(Point localization data)
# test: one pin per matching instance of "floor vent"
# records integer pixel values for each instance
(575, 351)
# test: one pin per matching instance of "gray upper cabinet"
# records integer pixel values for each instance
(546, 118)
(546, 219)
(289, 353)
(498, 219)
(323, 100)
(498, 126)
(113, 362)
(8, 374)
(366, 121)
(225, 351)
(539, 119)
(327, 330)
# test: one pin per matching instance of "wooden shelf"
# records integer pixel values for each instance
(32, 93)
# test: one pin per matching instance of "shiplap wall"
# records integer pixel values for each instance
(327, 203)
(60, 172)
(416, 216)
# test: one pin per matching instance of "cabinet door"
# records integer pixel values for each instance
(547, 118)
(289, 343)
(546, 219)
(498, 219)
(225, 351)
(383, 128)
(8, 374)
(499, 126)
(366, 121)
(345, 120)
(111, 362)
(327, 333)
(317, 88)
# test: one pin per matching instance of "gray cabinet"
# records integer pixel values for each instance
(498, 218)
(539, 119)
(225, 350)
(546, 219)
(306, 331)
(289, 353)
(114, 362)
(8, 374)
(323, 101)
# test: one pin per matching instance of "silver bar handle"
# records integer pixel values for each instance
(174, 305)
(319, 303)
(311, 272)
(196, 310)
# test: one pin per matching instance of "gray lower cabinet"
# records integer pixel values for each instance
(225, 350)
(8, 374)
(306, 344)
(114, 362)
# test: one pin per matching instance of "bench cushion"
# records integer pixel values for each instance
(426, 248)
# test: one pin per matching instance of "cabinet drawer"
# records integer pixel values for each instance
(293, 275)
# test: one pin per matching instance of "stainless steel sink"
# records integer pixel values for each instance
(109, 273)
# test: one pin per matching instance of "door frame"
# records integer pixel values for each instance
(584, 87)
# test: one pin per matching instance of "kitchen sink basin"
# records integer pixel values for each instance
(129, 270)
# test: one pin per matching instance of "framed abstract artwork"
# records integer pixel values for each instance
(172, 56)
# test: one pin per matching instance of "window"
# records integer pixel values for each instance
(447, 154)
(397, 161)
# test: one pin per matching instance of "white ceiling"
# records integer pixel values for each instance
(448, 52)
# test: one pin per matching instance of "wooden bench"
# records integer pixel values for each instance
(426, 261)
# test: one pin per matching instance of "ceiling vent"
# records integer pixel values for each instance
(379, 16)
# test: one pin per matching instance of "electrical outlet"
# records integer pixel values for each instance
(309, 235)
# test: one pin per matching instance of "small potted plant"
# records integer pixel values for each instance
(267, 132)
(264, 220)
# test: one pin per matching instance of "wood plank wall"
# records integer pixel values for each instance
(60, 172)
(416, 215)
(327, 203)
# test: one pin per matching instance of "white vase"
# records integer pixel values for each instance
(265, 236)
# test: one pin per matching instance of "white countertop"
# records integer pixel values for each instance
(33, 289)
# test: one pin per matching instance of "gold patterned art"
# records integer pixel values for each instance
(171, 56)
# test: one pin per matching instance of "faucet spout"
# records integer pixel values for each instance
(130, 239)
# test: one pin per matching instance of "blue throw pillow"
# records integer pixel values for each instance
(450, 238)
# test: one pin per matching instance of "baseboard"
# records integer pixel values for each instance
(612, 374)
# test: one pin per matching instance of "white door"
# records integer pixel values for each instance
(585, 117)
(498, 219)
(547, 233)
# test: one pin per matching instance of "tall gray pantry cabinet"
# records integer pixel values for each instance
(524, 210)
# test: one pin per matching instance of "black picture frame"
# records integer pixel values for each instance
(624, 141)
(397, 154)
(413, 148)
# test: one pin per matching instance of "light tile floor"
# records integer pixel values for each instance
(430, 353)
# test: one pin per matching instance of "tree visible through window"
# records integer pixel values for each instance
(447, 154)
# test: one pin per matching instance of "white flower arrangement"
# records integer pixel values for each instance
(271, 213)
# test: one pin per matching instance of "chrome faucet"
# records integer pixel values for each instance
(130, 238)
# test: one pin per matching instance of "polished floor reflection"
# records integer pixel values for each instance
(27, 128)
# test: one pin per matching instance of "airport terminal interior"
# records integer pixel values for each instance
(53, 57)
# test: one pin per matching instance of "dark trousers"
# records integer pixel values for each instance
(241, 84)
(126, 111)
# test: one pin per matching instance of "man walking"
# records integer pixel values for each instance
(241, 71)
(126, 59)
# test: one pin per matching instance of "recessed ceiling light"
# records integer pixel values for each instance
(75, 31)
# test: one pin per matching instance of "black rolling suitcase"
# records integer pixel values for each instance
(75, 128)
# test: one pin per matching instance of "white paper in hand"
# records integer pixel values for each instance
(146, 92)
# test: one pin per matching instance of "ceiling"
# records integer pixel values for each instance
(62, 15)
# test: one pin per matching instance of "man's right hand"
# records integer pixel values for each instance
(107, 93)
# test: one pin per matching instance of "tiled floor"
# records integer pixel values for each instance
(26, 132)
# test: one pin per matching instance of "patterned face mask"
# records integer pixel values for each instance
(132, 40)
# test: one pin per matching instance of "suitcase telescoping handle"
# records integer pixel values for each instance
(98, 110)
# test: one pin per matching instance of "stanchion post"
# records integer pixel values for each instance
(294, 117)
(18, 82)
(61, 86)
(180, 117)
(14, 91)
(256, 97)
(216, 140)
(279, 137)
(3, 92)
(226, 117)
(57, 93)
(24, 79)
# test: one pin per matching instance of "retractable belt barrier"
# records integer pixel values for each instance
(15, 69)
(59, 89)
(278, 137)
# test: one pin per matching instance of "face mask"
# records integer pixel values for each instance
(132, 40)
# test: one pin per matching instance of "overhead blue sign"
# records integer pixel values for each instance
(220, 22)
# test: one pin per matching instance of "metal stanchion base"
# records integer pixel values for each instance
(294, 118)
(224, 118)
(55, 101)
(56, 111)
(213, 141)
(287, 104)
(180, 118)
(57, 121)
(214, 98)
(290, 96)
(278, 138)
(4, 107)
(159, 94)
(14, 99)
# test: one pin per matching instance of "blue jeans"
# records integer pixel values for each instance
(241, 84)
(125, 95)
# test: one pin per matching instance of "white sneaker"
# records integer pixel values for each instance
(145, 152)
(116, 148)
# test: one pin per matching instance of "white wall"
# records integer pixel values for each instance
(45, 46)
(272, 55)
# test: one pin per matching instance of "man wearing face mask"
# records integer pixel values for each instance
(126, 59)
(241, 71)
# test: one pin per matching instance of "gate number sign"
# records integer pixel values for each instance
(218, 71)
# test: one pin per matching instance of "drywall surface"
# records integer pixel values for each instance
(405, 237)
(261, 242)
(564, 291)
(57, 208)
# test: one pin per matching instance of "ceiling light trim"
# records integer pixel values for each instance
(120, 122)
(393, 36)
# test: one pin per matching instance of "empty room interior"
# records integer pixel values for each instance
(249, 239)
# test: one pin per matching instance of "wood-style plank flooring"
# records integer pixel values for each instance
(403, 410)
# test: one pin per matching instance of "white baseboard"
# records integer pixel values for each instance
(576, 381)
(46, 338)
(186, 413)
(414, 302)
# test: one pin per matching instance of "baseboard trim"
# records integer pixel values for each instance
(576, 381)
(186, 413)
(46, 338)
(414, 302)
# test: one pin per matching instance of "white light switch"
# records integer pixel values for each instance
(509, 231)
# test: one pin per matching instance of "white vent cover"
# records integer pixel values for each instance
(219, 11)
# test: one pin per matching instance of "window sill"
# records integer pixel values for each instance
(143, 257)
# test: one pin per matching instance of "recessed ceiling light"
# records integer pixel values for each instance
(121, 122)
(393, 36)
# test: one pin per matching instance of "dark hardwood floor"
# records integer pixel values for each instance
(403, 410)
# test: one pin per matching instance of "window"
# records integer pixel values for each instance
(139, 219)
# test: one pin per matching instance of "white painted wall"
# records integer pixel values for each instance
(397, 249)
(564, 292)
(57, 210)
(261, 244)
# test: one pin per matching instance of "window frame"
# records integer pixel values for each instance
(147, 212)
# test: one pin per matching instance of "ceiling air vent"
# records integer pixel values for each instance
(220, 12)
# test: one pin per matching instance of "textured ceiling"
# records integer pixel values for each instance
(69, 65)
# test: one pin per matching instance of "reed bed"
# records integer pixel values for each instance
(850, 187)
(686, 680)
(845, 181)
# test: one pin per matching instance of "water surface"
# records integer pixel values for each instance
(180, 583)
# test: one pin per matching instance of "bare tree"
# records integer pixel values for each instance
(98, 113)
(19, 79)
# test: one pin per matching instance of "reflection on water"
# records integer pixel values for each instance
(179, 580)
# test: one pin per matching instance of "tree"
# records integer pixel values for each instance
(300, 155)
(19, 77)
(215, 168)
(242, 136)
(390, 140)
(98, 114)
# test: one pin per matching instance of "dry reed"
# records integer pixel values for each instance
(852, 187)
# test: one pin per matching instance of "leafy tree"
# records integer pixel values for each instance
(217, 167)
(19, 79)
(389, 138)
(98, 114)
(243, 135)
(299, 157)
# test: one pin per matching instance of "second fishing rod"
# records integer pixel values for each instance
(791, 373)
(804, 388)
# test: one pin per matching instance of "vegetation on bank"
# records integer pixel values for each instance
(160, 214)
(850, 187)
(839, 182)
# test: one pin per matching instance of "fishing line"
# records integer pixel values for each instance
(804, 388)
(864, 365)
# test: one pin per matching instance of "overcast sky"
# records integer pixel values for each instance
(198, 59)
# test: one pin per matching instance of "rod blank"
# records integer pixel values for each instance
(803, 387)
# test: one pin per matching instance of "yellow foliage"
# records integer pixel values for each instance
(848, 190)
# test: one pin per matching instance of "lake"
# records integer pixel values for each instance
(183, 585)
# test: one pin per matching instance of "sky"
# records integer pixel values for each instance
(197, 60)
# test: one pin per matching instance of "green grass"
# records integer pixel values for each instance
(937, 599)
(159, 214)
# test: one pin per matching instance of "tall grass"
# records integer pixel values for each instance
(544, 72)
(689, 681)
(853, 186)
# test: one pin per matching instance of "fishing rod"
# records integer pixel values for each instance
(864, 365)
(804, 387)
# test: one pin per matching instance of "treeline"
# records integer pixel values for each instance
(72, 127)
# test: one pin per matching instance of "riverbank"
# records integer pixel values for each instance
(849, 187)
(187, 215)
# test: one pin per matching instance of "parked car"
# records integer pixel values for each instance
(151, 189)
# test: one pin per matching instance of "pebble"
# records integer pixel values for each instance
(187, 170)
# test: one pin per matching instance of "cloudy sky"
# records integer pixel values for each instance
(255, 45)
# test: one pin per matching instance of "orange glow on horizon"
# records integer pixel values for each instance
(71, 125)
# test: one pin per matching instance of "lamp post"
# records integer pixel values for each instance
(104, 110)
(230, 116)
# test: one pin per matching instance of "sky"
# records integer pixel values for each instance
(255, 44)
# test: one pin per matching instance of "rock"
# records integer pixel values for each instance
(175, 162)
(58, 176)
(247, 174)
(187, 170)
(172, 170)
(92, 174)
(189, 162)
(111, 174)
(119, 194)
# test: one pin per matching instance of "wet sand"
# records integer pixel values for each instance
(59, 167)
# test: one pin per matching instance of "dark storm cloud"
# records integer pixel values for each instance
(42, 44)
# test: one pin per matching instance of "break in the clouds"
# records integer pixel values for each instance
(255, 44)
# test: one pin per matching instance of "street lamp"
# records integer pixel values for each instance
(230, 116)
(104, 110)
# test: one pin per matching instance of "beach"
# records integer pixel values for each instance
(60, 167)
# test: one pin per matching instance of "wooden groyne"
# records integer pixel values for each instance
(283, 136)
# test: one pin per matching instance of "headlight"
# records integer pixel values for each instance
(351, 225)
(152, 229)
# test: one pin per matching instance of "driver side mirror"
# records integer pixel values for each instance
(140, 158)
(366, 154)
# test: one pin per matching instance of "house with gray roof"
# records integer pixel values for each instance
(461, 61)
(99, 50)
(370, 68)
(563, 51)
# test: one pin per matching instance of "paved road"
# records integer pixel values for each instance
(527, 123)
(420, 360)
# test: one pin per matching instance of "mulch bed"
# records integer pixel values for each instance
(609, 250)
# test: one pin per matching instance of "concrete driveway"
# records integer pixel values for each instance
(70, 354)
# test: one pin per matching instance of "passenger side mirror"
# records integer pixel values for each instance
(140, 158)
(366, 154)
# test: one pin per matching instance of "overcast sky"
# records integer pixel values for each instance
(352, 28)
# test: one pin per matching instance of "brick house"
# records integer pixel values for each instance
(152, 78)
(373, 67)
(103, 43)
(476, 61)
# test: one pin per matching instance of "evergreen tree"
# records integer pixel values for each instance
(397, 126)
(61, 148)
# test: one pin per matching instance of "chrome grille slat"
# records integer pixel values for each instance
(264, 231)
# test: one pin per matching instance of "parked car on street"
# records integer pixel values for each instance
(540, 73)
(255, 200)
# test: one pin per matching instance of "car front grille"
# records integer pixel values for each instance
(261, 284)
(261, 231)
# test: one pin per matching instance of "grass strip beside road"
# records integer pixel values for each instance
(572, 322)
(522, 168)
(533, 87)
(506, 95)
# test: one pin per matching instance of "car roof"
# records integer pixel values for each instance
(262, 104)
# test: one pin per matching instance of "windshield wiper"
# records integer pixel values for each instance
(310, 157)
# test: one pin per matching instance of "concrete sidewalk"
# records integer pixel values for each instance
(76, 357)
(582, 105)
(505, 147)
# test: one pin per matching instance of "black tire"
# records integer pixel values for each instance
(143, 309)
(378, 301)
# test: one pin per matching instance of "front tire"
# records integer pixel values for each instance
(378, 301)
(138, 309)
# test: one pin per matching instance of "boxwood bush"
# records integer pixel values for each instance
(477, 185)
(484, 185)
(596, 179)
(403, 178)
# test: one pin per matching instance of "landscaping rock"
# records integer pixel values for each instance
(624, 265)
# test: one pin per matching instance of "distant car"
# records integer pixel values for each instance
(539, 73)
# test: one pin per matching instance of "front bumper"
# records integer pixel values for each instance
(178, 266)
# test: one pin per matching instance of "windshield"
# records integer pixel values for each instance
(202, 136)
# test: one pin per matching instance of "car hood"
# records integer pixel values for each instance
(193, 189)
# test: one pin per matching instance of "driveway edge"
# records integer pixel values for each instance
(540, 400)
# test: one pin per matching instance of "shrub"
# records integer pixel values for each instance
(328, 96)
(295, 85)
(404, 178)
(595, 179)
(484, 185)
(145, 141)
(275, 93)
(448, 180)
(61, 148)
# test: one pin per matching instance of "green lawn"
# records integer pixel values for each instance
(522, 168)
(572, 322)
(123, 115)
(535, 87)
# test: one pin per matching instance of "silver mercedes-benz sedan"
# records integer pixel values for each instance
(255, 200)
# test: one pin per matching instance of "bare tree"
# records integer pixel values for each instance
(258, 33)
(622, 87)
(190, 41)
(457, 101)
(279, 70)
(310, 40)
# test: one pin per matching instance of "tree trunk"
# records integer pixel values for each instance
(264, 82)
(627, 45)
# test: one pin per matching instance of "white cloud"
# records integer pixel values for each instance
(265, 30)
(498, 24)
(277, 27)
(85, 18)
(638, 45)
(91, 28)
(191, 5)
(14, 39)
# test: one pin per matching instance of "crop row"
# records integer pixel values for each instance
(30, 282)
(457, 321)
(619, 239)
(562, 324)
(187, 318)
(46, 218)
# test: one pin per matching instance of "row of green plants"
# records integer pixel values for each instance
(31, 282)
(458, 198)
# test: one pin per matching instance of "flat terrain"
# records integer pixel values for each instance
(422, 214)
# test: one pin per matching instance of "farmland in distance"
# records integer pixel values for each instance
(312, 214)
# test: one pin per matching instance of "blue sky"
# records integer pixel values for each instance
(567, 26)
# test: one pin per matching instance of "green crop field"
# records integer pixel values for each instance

▶ [Task]:
Determine how many lines above contain the string "black". Give only that number.

▶ [Final answer]:
3